:: Exercise objective ::
Reproduce every one of the lines below without any change, omitting the pictures.

☆ ☆ ☆ ☆ ☆ ☆ ☆

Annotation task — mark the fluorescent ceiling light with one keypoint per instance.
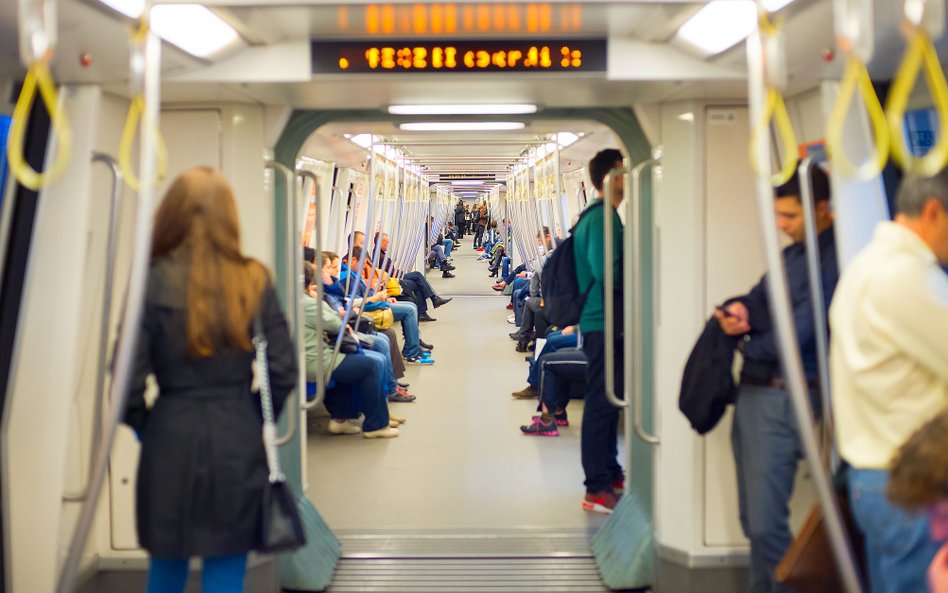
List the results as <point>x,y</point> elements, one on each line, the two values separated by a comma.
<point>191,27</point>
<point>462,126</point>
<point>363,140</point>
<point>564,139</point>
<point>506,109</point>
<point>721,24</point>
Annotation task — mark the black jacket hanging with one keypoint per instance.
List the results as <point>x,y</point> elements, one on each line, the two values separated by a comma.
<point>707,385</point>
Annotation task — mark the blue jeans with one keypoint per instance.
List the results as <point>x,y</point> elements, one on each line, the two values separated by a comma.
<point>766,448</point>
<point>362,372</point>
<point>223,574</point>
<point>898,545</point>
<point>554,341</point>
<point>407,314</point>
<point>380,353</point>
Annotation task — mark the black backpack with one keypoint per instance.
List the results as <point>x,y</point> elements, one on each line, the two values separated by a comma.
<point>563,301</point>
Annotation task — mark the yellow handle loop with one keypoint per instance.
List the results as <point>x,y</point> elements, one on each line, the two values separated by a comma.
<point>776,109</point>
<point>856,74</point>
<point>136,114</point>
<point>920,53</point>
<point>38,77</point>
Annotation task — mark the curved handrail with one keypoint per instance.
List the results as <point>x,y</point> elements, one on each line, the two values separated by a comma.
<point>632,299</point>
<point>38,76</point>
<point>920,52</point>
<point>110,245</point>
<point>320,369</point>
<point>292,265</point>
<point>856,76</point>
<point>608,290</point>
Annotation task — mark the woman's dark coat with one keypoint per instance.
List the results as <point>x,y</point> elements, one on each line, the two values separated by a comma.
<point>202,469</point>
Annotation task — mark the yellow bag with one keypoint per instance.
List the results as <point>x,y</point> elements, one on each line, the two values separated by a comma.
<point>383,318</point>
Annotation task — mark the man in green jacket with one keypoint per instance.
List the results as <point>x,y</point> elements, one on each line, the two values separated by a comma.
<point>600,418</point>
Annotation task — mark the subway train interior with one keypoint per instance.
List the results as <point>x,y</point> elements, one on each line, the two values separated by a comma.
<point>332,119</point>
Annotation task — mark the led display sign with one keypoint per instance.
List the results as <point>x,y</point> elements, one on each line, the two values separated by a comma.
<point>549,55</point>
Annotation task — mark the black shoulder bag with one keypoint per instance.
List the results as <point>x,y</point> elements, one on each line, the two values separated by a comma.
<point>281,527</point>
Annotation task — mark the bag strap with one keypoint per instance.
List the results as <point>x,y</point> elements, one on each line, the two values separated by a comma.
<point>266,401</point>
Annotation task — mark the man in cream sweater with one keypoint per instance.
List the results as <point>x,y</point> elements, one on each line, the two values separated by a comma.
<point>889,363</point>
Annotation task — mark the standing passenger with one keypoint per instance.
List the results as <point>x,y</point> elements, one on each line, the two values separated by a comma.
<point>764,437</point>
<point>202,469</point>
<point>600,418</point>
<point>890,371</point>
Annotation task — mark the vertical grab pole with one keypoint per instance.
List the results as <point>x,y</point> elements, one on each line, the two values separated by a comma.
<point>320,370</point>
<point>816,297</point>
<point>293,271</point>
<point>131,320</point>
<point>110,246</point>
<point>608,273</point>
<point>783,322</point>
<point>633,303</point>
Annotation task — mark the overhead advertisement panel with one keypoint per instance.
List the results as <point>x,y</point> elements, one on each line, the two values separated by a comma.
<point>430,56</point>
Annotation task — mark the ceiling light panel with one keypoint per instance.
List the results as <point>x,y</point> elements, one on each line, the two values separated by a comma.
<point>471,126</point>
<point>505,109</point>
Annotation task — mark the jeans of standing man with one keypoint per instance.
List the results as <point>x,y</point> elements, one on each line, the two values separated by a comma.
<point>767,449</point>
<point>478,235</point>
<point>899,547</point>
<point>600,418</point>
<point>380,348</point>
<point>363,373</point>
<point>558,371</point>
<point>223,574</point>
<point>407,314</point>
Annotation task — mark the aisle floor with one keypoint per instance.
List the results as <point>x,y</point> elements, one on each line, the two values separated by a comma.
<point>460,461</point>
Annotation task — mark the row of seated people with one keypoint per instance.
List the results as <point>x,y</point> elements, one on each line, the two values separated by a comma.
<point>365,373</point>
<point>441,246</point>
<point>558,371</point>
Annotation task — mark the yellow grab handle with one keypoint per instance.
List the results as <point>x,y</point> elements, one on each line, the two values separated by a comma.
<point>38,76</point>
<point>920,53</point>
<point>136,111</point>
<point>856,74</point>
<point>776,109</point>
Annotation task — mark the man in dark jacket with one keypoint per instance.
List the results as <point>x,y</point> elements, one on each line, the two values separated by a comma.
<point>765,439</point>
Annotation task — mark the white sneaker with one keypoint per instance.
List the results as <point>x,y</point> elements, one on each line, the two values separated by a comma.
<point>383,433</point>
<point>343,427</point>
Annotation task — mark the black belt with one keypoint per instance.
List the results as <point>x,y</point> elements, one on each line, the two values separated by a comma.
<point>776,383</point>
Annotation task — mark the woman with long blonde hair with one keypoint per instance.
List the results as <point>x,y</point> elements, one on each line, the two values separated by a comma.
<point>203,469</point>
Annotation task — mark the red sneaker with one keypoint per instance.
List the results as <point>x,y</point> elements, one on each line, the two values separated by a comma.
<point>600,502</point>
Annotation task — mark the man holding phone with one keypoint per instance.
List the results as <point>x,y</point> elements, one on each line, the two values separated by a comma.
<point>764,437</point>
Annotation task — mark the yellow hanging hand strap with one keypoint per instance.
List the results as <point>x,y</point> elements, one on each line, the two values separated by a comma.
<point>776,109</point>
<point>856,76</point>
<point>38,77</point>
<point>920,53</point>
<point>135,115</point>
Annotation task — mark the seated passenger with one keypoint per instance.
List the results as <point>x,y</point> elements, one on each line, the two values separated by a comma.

☆ ☆ ☆ ☆ ☆ ☆ ☆

:: Response below ::
Annotation task — mark the fluorescent ceiling light with one keypoint per instance.
List the results as <point>x,y</point> elements, one on each line, the two values separated by a comma.
<point>191,27</point>
<point>462,126</point>
<point>363,140</point>
<point>564,139</point>
<point>506,109</point>
<point>721,24</point>
Annotation task — mark the black jacket hanging with one keypoint per instance.
List the results as <point>x,y</point> elements, one on each line, the two values separated by a comma.
<point>707,385</point>
Annotation task — mark the blue jeans with one keypoint per instance.
List the results as <point>x,y</point> elements, one on each line, the two values separated by a comma.
<point>766,448</point>
<point>362,372</point>
<point>223,574</point>
<point>898,545</point>
<point>554,341</point>
<point>407,314</point>
<point>380,353</point>
Annotation task — mark the black backpack with one keypoint per instance.
List the results as <point>x,y</point> elements, one on each line, the two values separated by a comma.
<point>563,301</point>
Annotation task — mark the yellow handle loop with one keypoint per instance.
List the results as <point>x,y</point> elements, one on each line, the two values separated by a comma.
<point>776,109</point>
<point>856,74</point>
<point>136,114</point>
<point>920,53</point>
<point>38,77</point>
Annotation task — mark the curved handrail with one keypoint per instance.
List the results as <point>x,y</point> elements, one on each line, the two values separated by a comma.
<point>632,299</point>
<point>38,76</point>
<point>920,52</point>
<point>110,245</point>
<point>320,369</point>
<point>292,265</point>
<point>856,76</point>
<point>608,290</point>
Annotation task — mark the woman's dark coat with one keypoint per instance.
List the results as <point>x,y</point> elements, one on each line, the two values separated by a comma.
<point>202,469</point>
Annotation task — mark the yellow bag with one keypoint per instance.
List the results as <point>x,y</point> elements, one on each line, the two values separated by a comma.
<point>383,318</point>
Annotation task — mark the man in green jacket with one keypoint per instance.
List the results as <point>x,y</point> elements, one on each line, the two values separated by a comma.
<point>600,418</point>
Annotation task — mark the subway train interior with one keypoint per instance.
List the results as <point>x,y</point> elements, one on each line, the two values separated by a comma.
<point>332,119</point>
Annotation task — mark the led display sign with one keypoint per instance.
List the results as <point>x,y</point> elements, one on each line, the two values separated by a comma.
<point>549,55</point>
Annotation task — mark the black shoulder bag with one keypoint per instance.
List the results as <point>x,y</point> elements, one on each line, the two values separated by a comma.
<point>281,527</point>
Annotation task — mark the bag strap with one keypoint per instance.
List the results as <point>x,y</point> elements, one on each line, the two values separated by a comma.
<point>266,401</point>
Annotation task — mark the man in cream sweater with one keypoint per instance.
List the results as <point>x,y</point> elements, one on each line, the two values separated by a comma.
<point>889,363</point>
Annotation task — mark the standing passenger with one keypoint per instance.
List the results as <point>x,y</point> elements, one on each line, the two values separated by a comma.
<point>764,437</point>
<point>202,469</point>
<point>600,418</point>
<point>890,371</point>
Annotation task — mark the vertical grab pole with one keypoint per instance.
List the results as <point>x,y</point> elements, one on each line, the two values separated by a comma.
<point>320,370</point>
<point>816,297</point>
<point>293,271</point>
<point>131,320</point>
<point>110,246</point>
<point>608,273</point>
<point>783,322</point>
<point>633,303</point>
Annotation task — mark the overhead advertisement panel with one keypoint per instance.
List the results as <point>x,y</point> elements, one on each line, the two values separated by a comma.
<point>430,56</point>
Annotation task — mark the ceiling light panel with one keypoint per instance.
List the results as <point>x,y</point> elements, one on each line, the two values separated by a comma.
<point>471,126</point>
<point>505,109</point>
Annotation task — mark the jeans of standing man with one keypoint per instance.
List the results as <point>x,y</point> elements, one on each line, the two values separated by a comma.
<point>767,449</point>
<point>478,235</point>
<point>899,547</point>
<point>600,418</point>
<point>380,348</point>
<point>363,373</point>
<point>558,371</point>
<point>223,574</point>
<point>407,314</point>
Annotation task — mark the aisle floor with one keypoint per instance.
List the results as <point>x,y</point> elements, one on each line, the two values separated by a comma.
<point>460,461</point>
Annotation task — mark the row of seated people with one keypoint per instance.
List the results as <point>x,y</point> elements, one on each line, the two values separated by a comma.
<point>365,373</point>
<point>441,246</point>
<point>558,371</point>
Annotation task — mark the yellow grab handle with one keypoint per instance.
List the results as <point>x,y</point> elements, one on each line, the two values separated by a comma.
<point>38,76</point>
<point>920,53</point>
<point>136,111</point>
<point>856,74</point>
<point>776,109</point>
Annotation task — mark the man in dark jacket with one keypoint per instance.
List the results as <point>x,y</point> elements, one on each line, the two values separated by a comma.
<point>765,439</point>
Annotation task — mark the white sneaker with one keypoint per instance.
List the results as <point>x,y</point> elements, one on each line, the two values separated by a comma.
<point>383,433</point>
<point>343,427</point>
Annotation task — mark the black belt with one keypoint per instance.
List the results as <point>x,y</point> elements, one on each line, the two values separated by a comma.
<point>776,383</point>
Annotation task — mark the woman with long blonde hair with one keypoint per instance.
List the results as <point>x,y</point> elements, one on each line, the two values separated by a comma.
<point>203,469</point>
Annotation task — mark the red sneaker with one keypoint per instance.
List the results as <point>x,y</point> elements, one on each line, the two values separated by a comma.
<point>600,502</point>
Annotation task — mark the man holding phone with one keypoint per instance.
List the results as <point>x,y</point> elements, one on each line, the two values separated by a comma.
<point>764,437</point>
Annotation task — mark the yellow hanging hand strap with one keypoint per instance.
List the results as <point>x,y</point> elements, one on each line, the two values separated by a comma.
<point>776,109</point>
<point>856,76</point>
<point>38,77</point>
<point>920,53</point>
<point>135,115</point>
Annotation task — mark the seated passenger with one keypoint per instance.
List the results as <point>x,y</point> elements, one on each line, the two values separated by a comma.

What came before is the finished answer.